**JOBS:**
1 – Write out the passage on subtitles word for word, from "- Narrative is" up to and including "a second language.".
2 – According to the passage on subtitles, which Australian network airs its foreign-language shows with English subtitles?
3 – Condense the paragraph of the passage on subtitles that begins "In Wallonia (Belgium) films are usually dubbed" into a shorter version that keeps its main facts.

**EXTRACT:**
━━━━━━━━━━━━━━━━━━━━━━━━━━━━━━
It is also common that television services in minority languages subtitle their programs in the dominant language as well. Examples include the Welsh S4C and Irish TG4 who subtitle in English and the Swedish Yle Fem in Finland who subtitle in the majority language Finnish.

In Wallonia (Belgium) films are usually dubbed, but sometimes they are played on two channels at the same time: one dubbed (on La Une) and the other subtitled (on La Deux), but this is no longer done as frequently due to low ratings.

In Australia, one FTA network, SBS airs its foreign-language shows subtitled in English.

== Categories ==
Subtitles in the same language on the same production can be in different categories:
- Hearing impaired subtitles (sometimes abbreviated as HI or SDH) are intended for people who are hearing impaired, providing information about music, environmental sounds and off-screen speakers (e.g. when a doorbell rings or a gunshot is heard). In other words, they indicate the kinds and the sources of the sounds coming from the movie, and usually put this information inside brackets to demarcate it from actors' dialogues. For example: [sound of typing on a keyboard], [mysterious music], [glass breaks], [woman screaming], [children screaming], [children giggling], [bell], [geese honking], [sirens] and [shrieks].
- Narrative is the most common type of subtitle in which spoken dialogue is displayed. These are most commonly used to translate a film with one spoken language and the text of a second language.
- Forced subtitles are common on movies and only provide subtitles when the characters speak a foreign or alien language, or a sign, flag, or other text in a scene is not translated in the localization and dubbing process. In some cases, foreign dialogue may be left untranslated if the movie is meant to be seen from the point of view of a particular character who does not speak the language in question. For example, in Steven Spielberg's Amistad the dialogue of the Spanish slave traders is subtitled, while African languages are left untranslated.
- Content subtitles are a North American Secondary Industry (non-Hollywood, often low-budget) staple. They add content dictation that is missing from filmed action or dialogue. Due to the general low-budget allowances in such films, it is often more feasible to add the overlay subtitles to fill in information. They are most commonly seen on America's Maverick films as forced subtitles, and on Canada's MapleLeaf films as optional subtitles. Content subtitles also appear in the beginning of some higher-budget films (e.g., Star Wars) or at the end of a film (e.g., Gods and Generals).
- Titles only are typically used by dubbed programs and provide only the text for any untranslated on-screen text. They are most commonly forced (see above).
━━━━━━━━━━━━━━━━━━━━━━━━━━━━━━
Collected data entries
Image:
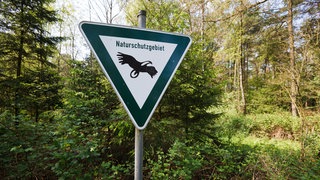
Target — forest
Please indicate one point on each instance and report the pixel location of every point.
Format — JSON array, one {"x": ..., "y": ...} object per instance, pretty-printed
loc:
[{"x": 243, "y": 104}]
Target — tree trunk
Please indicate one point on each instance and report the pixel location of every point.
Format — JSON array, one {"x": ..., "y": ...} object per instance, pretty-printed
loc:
[
  {"x": 293, "y": 88},
  {"x": 242, "y": 76}
]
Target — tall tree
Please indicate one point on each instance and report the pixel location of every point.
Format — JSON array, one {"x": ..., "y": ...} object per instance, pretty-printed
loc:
[
  {"x": 294, "y": 85},
  {"x": 26, "y": 48}
]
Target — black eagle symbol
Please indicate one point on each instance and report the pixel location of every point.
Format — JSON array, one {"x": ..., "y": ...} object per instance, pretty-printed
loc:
[{"x": 136, "y": 65}]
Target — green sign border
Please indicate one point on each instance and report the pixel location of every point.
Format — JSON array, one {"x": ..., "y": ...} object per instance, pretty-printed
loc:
[{"x": 140, "y": 117}]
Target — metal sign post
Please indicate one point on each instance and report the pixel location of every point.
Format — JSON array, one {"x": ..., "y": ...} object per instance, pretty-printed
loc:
[
  {"x": 139, "y": 64},
  {"x": 138, "y": 156}
]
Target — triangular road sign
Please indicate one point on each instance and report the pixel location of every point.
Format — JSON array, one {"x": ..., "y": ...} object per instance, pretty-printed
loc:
[{"x": 139, "y": 63}]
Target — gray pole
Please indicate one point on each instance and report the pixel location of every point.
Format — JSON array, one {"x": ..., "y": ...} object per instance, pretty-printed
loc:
[{"x": 138, "y": 156}]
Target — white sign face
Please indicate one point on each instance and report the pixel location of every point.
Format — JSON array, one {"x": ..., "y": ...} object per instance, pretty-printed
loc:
[
  {"x": 151, "y": 56},
  {"x": 139, "y": 63}
]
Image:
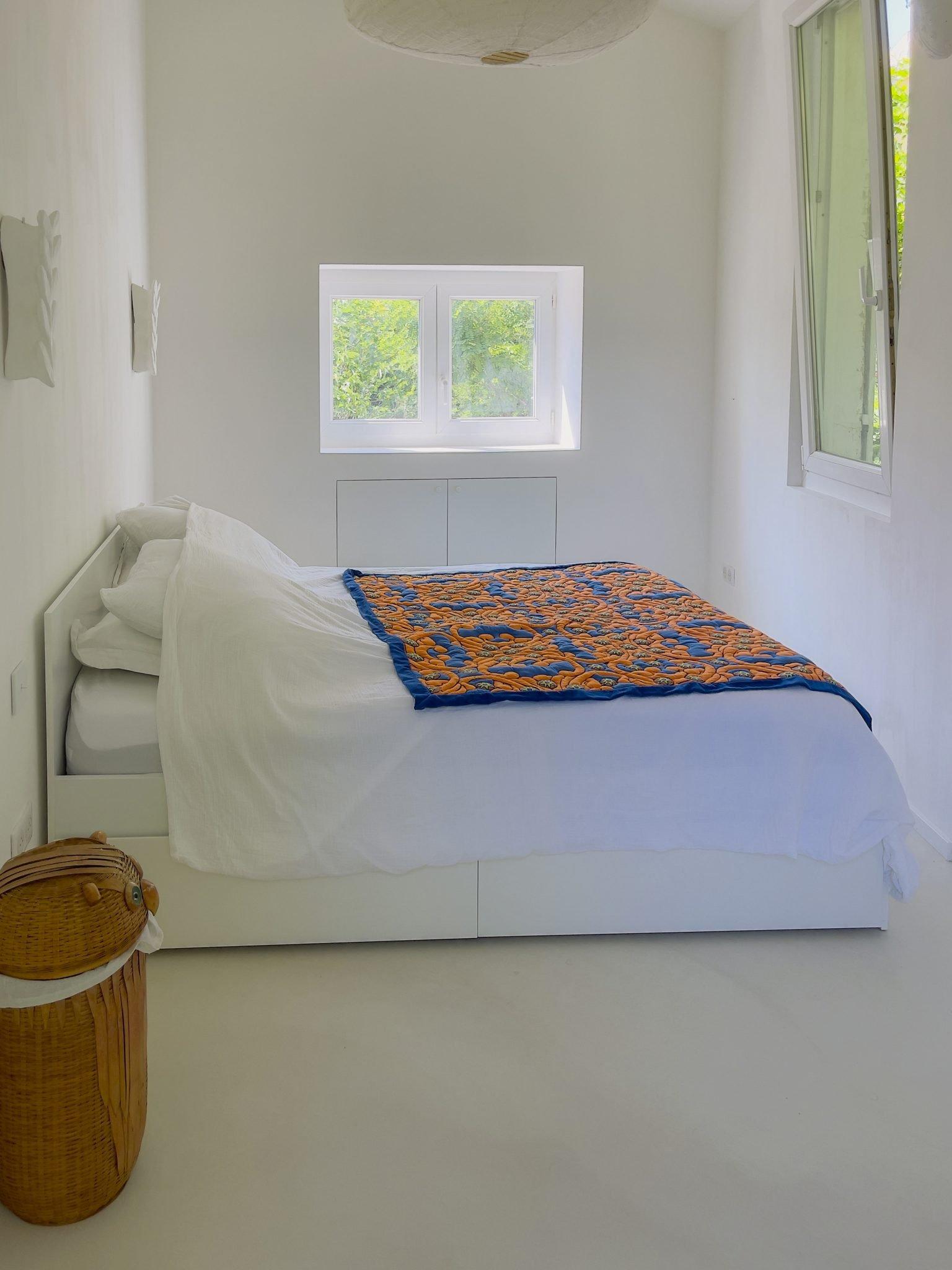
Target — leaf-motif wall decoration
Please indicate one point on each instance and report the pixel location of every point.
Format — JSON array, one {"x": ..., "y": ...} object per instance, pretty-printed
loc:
[
  {"x": 30, "y": 257},
  {"x": 145, "y": 327}
]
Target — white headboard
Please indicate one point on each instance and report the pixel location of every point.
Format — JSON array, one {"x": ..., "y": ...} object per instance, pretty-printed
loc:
[
  {"x": 79, "y": 600},
  {"x": 437, "y": 522}
]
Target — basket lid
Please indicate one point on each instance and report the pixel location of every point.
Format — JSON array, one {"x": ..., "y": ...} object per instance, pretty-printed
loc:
[{"x": 69, "y": 907}]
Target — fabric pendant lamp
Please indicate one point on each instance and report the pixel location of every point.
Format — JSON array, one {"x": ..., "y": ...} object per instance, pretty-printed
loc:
[{"x": 498, "y": 32}]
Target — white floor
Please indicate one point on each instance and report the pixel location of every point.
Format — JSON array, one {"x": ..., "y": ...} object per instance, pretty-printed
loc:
[{"x": 650, "y": 1103}]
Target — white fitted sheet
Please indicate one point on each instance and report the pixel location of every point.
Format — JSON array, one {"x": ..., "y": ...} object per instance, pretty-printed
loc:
[
  {"x": 293, "y": 750},
  {"x": 112, "y": 728}
]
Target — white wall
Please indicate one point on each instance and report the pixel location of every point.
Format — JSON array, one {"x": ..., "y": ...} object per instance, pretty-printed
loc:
[
  {"x": 71, "y": 122},
  {"x": 868, "y": 600},
  {"x": 280, "y": 140}
]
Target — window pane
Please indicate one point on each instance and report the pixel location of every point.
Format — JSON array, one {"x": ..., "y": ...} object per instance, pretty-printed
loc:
[
  {"x": 494, "y": 358},
  {"x": 897, "y": 25},
  {"x": 839, "y": 228},
  {"x": 376, "y": 358}
]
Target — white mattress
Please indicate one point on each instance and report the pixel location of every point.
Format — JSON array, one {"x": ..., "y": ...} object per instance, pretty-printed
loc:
[
  {"x": 112, "y": 728},
  {"x": 293, "y": 750}
]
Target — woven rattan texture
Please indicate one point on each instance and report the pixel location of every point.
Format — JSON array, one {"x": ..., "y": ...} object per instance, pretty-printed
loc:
[
  {"x": 73, "y": 1099},
  {"x": 48, "y": 929}
]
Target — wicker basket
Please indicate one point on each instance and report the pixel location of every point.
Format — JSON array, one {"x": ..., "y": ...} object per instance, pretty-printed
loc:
[{"x": 73, "y": 1073}]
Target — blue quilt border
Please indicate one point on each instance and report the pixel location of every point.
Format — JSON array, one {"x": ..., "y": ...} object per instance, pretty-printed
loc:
[{"x": 427, "y": 700}]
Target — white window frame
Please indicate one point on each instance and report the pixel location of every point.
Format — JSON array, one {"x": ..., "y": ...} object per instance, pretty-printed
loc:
[
  {"x": 558, "y": 370},
  {"x": 824, "y": 471}
]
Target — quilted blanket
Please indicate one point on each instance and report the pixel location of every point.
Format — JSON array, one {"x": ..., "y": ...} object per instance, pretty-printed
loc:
[{"x": 566, "y": 633}]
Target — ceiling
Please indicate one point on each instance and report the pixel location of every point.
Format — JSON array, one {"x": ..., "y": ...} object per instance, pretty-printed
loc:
[{"x": 715, "y": 13}]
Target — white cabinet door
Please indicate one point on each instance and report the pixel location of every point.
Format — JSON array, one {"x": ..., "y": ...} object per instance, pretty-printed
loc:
[
  {"x": 391, "y": 522},
  {"x": 498, "y": 521}
]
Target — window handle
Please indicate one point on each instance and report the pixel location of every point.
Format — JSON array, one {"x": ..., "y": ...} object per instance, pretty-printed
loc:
[{"x": 875, "y": 299}]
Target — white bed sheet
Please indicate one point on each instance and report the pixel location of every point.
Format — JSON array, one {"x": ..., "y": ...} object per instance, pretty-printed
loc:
[
  {"x": 112, "y": 728},
  {"x": 293, "y": 750}
]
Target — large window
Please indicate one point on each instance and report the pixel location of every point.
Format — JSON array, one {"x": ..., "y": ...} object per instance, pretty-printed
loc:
[
  {"x": 848, "y": 277},
  {"x": 432, "y": 358}
]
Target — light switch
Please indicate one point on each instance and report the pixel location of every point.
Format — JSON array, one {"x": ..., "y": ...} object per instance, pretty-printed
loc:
[{"x": 19, "y": 682}]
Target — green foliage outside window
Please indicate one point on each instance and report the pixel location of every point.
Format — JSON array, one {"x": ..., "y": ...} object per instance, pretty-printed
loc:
[
  {"x": 901, "y": 134},
  {"x": 376, "y": 358},
  {"x": 494, "y": 350}
]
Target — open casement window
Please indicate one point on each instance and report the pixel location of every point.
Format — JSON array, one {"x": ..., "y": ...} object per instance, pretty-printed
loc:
[
  {"x": 433, "y": 358},
  {"x": 847, "y": 293}
]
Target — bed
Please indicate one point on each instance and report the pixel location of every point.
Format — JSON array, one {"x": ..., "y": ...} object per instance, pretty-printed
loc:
[{"x": 507, "y": 889}]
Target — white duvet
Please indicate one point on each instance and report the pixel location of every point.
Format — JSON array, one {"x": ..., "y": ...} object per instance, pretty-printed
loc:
[{"x": 291, "y": 748}]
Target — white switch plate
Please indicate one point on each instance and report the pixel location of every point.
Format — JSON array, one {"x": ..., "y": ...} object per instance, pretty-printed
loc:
[
  {"x": 22, "y": 835},
  {"x": 19, "y": 682}
]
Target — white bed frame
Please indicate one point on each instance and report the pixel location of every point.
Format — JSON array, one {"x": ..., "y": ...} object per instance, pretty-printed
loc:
[{"x": 564, "y": 894}]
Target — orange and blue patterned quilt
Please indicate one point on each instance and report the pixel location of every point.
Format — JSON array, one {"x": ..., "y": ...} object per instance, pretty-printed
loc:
[{"x": 568, "y": 633}]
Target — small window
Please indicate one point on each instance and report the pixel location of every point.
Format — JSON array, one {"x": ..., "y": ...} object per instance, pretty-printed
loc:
[
  {"x": 432, "y": 358},
  {"x": 848, "y": 276}
]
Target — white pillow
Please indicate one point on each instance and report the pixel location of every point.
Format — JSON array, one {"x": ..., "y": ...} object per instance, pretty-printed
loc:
[
  {"x": 140, "y": 600},
  {"x": 112, "y": 646},
  {"x": 144, "y": 523}
]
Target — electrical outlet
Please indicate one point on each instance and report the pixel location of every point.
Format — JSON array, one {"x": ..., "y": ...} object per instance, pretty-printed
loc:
[
  {"x": 19, "y": 682},
  {"x": 22, "y": 833}
]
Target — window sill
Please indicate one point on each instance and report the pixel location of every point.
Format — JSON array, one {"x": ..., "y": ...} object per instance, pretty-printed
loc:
[
  {"x": 447, "y": 450},
  {"x": 868, "y": 499}
]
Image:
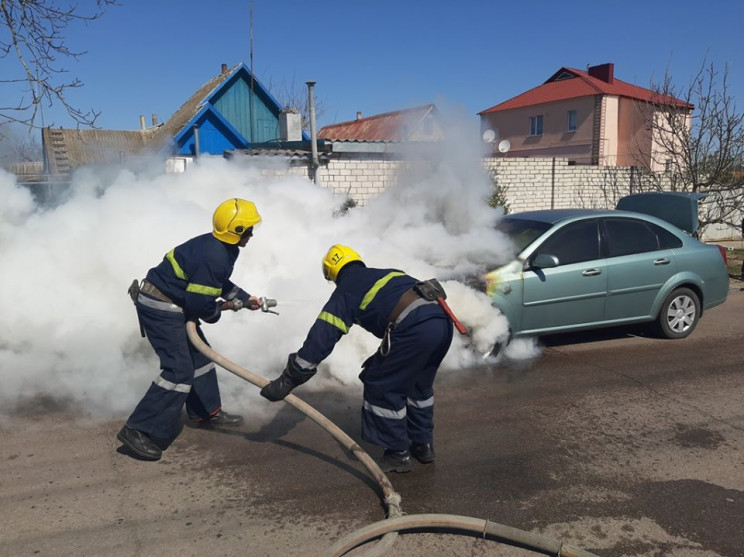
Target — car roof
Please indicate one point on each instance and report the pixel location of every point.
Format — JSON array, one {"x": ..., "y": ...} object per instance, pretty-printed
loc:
[{"x": 551, "y": 216}]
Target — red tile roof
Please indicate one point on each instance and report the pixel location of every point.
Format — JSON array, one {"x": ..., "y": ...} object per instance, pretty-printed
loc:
[
  {"x": 390, "y": 126},
  {"x": 581, "y": 84}
]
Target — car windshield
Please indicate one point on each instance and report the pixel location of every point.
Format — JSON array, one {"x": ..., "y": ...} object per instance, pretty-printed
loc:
[{"x": 522, "y": 232}]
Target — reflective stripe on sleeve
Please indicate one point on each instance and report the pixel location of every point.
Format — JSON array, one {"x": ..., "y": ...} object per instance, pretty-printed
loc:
[
  {"x": 201, "y": 289},
  {"x": 333, "y": 320},
  {"x": 420, "y": 403},
  {"x": 384, "y": 412},
  {"x": 233, "y": 292},
  {"x": 168, "y": 386},
  {"x": 171, "y": 256},
  {"x": 372, "y": 292},
  {"x": 204, "y": 369},
  {"x": 158, "y": 304}
]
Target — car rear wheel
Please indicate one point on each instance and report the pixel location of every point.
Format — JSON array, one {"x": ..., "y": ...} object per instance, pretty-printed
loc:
[{"x": 679, "y": 314}]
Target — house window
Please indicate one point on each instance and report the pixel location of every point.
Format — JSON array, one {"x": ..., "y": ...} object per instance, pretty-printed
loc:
[
  {"x": 572, "y": 120},
  {"x": 536, "y": 125}
]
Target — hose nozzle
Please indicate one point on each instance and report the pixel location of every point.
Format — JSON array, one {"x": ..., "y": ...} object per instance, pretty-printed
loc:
[{"x": 267, "y": 303}]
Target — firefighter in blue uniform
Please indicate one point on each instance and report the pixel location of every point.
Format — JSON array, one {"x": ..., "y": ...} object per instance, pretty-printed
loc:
[
  {"x": 398, "y": 406},
  {"x": 191, "y": 283}
]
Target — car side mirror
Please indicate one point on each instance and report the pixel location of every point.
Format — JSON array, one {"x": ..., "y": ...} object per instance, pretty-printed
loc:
[{"x": 544, "y": 261}]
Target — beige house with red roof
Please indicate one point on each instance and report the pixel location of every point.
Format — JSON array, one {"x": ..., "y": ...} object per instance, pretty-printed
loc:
[{"x": 589, "y": 117}]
━━━━━━━━━━━━━━━━━━━━━━━━━━━━━━
**RESULTS FOR THE EXERCISE:**
1 –
- Narrative is the most common type of subtitle in which spoken dialogue is displayed. These are most commonly used to translate a film with one spoken language and the text of a second language.

2 – SBS.

3 – Films in Wallonia, Belgium, are usually dubbed. Sometimes a film is shown on two channels at once, dubbed on La Une and subtitled on La Deux. Because of low ratings, this is now done less often.